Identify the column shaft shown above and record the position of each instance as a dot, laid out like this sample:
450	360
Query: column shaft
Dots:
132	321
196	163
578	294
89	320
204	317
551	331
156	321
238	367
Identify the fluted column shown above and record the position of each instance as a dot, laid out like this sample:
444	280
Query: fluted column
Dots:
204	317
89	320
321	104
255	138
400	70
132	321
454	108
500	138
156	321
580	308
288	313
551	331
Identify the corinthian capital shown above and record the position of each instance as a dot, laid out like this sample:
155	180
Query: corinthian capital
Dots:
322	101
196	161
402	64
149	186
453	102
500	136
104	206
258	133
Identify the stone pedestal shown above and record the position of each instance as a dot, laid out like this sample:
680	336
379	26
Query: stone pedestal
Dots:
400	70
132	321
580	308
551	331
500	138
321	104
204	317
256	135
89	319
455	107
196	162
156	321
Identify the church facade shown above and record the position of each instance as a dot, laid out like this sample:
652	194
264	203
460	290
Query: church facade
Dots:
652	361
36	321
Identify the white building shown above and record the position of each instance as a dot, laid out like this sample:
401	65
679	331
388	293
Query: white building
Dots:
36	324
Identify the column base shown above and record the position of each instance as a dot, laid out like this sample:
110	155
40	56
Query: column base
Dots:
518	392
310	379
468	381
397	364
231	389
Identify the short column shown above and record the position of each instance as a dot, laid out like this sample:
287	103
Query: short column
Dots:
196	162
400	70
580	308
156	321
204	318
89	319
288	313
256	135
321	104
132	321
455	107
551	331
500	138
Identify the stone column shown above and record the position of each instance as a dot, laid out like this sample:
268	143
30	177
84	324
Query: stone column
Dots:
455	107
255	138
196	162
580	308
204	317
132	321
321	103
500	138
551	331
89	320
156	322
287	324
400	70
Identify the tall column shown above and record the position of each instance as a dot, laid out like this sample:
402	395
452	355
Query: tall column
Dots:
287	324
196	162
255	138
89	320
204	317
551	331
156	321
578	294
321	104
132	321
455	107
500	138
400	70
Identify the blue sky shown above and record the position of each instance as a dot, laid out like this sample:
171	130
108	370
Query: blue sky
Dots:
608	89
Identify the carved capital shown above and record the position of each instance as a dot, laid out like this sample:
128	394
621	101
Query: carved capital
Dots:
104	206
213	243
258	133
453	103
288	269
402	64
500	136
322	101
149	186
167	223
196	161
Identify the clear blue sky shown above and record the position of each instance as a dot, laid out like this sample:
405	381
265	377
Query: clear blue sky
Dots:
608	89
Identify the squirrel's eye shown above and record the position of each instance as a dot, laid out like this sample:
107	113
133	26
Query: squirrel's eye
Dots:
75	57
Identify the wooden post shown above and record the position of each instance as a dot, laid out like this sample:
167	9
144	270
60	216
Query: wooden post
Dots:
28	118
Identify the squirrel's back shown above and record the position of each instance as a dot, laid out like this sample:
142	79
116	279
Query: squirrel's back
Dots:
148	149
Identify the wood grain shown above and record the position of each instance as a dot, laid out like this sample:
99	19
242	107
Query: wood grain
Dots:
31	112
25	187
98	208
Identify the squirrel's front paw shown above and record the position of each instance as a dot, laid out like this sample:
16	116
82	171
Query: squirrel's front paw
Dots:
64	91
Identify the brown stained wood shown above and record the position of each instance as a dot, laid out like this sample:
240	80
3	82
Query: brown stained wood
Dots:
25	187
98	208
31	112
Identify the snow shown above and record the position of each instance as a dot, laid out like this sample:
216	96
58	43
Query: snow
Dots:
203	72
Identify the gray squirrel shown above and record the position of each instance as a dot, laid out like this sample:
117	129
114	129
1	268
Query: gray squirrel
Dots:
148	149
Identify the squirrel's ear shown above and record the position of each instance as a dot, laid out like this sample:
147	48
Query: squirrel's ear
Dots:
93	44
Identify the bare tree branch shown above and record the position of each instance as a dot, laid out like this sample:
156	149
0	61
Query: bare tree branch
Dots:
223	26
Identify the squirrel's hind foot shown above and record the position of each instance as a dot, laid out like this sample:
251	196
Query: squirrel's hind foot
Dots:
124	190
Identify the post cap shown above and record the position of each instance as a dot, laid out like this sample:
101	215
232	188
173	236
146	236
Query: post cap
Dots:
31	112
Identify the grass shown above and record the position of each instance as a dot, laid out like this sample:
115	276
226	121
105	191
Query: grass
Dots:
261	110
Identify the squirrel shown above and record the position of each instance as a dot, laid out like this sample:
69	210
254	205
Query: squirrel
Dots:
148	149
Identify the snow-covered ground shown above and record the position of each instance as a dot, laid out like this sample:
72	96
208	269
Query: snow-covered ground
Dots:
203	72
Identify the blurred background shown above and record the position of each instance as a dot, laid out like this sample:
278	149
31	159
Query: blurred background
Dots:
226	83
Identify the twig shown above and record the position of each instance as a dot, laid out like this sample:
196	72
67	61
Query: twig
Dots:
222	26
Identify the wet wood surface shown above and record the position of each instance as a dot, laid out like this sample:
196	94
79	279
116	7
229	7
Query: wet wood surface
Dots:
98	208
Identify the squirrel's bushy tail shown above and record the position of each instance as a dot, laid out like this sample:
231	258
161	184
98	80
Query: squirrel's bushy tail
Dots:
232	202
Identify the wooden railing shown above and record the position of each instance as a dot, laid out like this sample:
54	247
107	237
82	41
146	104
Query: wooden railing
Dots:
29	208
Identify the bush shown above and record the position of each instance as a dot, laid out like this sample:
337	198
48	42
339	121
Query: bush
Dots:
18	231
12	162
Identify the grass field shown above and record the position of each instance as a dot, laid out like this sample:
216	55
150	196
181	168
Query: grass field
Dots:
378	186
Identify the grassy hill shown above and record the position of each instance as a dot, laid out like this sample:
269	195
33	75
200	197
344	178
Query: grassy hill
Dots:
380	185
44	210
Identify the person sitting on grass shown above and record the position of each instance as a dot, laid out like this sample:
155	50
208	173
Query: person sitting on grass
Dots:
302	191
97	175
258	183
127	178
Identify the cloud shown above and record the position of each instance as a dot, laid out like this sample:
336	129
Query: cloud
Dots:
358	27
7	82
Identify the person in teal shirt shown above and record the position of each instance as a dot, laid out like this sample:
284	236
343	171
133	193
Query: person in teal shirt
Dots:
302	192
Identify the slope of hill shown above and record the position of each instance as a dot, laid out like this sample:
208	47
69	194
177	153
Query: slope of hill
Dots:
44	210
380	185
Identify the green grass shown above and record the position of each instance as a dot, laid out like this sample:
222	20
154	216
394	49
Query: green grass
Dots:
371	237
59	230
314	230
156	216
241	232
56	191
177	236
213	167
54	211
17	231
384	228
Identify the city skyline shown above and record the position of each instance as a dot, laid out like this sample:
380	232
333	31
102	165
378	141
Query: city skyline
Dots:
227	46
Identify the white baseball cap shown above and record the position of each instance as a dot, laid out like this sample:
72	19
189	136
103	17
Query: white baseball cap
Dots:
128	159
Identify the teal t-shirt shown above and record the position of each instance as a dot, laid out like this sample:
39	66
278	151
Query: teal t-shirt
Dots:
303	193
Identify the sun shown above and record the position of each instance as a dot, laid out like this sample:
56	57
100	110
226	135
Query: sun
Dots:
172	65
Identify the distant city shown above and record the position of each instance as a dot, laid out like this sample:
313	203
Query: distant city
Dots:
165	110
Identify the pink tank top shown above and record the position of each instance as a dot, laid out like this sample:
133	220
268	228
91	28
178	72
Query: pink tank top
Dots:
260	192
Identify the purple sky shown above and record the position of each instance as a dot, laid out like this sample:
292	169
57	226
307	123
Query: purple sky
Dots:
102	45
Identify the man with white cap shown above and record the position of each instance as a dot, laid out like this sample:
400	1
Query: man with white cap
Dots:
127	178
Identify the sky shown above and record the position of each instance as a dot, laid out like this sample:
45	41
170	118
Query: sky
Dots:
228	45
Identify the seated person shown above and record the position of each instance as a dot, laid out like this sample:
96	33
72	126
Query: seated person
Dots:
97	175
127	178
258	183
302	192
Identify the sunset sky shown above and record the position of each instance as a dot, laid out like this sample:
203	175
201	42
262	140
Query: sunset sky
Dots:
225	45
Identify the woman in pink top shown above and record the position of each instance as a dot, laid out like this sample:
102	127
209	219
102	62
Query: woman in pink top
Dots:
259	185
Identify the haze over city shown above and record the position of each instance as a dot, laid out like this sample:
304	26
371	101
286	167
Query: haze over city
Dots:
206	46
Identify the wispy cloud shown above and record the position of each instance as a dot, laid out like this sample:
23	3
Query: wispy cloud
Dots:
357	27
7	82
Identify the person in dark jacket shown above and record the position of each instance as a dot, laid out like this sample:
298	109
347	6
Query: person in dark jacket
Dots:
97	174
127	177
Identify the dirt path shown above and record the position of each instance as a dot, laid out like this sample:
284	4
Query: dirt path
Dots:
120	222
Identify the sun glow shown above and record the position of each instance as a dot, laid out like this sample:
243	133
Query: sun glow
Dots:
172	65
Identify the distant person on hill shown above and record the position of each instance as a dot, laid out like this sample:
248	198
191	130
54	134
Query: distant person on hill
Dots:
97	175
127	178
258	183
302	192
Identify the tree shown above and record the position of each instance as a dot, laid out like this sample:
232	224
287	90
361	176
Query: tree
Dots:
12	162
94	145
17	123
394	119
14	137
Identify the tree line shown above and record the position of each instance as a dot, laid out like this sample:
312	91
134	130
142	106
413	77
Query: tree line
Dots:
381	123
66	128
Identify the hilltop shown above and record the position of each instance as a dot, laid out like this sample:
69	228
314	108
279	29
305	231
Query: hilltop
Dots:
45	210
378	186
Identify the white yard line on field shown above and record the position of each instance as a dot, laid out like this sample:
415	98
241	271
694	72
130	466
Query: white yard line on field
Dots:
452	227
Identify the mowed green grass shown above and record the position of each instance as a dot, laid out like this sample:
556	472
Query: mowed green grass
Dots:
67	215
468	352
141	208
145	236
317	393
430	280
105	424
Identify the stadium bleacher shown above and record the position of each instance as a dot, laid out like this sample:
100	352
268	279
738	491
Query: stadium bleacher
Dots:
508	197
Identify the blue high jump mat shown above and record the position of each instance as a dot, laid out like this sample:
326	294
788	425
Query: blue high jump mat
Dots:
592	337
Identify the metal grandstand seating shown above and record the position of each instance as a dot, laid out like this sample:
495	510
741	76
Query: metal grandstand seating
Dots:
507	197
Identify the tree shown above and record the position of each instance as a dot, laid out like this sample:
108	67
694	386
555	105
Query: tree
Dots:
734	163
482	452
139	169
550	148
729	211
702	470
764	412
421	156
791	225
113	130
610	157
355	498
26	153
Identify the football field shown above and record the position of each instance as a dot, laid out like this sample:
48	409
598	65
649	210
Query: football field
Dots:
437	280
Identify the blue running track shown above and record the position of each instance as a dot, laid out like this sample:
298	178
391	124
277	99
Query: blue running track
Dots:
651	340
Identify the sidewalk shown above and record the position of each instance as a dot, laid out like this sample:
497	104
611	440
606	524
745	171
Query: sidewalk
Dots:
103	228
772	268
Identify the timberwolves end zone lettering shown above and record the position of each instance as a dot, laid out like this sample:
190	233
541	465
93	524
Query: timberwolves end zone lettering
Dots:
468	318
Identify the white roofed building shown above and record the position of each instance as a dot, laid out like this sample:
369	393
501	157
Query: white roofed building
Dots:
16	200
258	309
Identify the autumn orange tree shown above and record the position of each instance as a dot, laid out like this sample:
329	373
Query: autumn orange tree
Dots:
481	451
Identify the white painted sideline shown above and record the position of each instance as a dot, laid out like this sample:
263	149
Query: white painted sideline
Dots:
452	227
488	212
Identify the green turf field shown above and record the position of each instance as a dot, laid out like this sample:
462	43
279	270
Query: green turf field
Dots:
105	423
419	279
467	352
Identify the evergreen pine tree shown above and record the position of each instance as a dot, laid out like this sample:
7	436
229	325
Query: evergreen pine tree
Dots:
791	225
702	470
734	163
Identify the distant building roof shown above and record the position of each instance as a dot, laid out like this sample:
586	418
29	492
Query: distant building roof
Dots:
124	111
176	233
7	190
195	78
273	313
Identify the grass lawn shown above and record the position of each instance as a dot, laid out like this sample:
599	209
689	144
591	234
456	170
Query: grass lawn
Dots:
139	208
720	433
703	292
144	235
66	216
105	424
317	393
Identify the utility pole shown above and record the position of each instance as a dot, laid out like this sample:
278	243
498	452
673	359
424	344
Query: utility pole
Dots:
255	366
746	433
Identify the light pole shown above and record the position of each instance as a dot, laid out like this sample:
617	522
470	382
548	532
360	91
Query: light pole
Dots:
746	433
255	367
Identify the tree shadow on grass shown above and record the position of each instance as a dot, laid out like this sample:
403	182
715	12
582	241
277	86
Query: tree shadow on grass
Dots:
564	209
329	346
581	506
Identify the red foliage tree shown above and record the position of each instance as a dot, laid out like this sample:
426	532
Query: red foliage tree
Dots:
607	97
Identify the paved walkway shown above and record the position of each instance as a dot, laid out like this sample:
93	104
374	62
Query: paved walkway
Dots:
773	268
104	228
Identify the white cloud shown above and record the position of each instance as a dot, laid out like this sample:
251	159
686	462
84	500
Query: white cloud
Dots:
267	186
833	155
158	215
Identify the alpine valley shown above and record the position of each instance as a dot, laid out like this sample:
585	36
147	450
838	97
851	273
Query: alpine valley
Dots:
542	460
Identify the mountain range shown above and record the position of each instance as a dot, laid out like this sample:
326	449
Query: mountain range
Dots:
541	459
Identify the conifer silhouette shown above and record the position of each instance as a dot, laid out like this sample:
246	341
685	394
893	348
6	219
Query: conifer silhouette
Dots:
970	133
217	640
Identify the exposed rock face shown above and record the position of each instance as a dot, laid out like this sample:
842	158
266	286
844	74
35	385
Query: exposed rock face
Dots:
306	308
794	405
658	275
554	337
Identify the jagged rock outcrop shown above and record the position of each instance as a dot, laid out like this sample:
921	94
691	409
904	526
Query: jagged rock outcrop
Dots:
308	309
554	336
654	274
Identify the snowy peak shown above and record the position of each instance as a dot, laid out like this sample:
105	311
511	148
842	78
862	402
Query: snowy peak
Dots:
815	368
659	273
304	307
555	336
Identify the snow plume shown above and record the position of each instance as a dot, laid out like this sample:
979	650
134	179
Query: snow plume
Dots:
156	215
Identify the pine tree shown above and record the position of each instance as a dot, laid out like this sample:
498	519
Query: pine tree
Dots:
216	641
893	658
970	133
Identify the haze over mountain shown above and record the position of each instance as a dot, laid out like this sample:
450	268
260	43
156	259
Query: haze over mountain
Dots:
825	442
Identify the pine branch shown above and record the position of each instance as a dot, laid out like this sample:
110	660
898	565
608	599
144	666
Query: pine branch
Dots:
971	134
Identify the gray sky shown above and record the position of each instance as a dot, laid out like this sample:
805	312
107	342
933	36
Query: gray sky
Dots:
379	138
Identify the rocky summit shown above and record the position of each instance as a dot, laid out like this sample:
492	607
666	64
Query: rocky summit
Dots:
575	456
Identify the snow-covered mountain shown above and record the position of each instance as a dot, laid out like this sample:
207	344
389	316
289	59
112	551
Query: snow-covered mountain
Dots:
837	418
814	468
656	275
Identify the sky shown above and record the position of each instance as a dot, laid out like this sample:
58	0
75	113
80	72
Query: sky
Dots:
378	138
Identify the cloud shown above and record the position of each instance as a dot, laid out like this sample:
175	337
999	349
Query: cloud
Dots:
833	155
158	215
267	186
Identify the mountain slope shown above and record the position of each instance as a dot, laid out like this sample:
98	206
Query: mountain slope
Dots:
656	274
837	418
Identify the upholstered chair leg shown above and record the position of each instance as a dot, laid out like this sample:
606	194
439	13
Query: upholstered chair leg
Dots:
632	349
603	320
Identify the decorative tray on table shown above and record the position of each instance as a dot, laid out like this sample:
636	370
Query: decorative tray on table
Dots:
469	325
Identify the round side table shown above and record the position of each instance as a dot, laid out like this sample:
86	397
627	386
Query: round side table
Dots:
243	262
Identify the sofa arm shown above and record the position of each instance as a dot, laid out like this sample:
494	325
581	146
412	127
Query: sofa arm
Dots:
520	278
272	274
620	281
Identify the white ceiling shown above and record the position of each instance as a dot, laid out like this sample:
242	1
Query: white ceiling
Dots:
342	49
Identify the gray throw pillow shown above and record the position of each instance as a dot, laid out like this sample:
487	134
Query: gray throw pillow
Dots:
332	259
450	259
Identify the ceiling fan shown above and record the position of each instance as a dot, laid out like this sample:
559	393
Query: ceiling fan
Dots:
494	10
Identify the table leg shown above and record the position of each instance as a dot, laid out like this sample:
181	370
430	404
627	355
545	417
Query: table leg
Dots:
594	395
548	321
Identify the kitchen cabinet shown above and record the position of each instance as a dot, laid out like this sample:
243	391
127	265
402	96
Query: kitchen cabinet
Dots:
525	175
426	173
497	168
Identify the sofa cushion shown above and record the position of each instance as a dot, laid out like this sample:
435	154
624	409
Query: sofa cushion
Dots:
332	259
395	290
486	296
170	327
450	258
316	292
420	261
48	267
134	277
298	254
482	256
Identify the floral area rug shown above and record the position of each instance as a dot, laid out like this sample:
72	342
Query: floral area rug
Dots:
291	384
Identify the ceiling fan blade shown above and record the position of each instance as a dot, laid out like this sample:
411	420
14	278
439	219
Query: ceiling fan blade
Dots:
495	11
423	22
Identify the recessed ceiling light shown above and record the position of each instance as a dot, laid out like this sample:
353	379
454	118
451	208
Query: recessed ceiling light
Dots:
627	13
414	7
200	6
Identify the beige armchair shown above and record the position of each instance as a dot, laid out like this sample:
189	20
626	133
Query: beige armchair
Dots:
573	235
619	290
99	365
_ _ _ _ _ _ _
Action item:
Reproduce every line in the records above that contains the word "valley".

Solution:
Identify the alpine valley shown above and record the position of each instance as a dot, laid out like this sample:
Query: alpine valley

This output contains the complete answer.